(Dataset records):
# # # # # # #

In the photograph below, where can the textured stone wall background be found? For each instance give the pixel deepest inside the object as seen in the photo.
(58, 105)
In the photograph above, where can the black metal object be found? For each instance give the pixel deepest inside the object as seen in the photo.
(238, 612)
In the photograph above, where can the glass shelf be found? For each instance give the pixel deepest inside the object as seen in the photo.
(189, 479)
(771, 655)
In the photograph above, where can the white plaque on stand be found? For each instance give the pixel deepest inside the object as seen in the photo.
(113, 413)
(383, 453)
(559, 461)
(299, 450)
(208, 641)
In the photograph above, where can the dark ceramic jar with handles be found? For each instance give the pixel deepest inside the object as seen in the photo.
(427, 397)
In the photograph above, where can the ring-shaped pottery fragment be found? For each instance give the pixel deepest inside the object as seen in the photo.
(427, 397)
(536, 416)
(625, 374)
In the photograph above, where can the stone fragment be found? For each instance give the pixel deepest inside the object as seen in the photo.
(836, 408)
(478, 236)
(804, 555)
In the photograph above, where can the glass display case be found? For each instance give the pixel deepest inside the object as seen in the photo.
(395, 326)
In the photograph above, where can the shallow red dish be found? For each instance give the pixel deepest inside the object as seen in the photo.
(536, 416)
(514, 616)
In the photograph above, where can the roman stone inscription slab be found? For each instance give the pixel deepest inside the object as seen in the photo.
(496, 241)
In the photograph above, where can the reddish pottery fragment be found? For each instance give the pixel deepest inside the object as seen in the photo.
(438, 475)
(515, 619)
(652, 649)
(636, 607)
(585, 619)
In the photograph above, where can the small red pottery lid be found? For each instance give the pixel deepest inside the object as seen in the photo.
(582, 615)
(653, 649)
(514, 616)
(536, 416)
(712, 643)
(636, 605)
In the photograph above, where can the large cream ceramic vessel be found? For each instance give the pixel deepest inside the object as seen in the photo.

# # # # # # #

(What to produce):
Please restate, exactly as written, the line that holds "In the photograph above, where can the reddish" and all remaining lines of the data above, and only those.

(Your solution):
In the photograph above, where can the reddish pottery fragment be found? For each instance give the pixel deepest inside the object as seen in the photo.
(438, 475)
(515, 619)
(652, 649)
(636, 607)
(585, 619)
In the photograph above, where can the small red pottery lid be found? For each instance give the pixel deepest inside the object as seen in the photo.
(582, 615)
(653, 649)
(514, 616)
(536, 416)
(712, 643)
(636, 605)
In the photograph above, where can the large cream ceramic vessel be found? For each instance give the pixel deepest inside the object as seen in the photo.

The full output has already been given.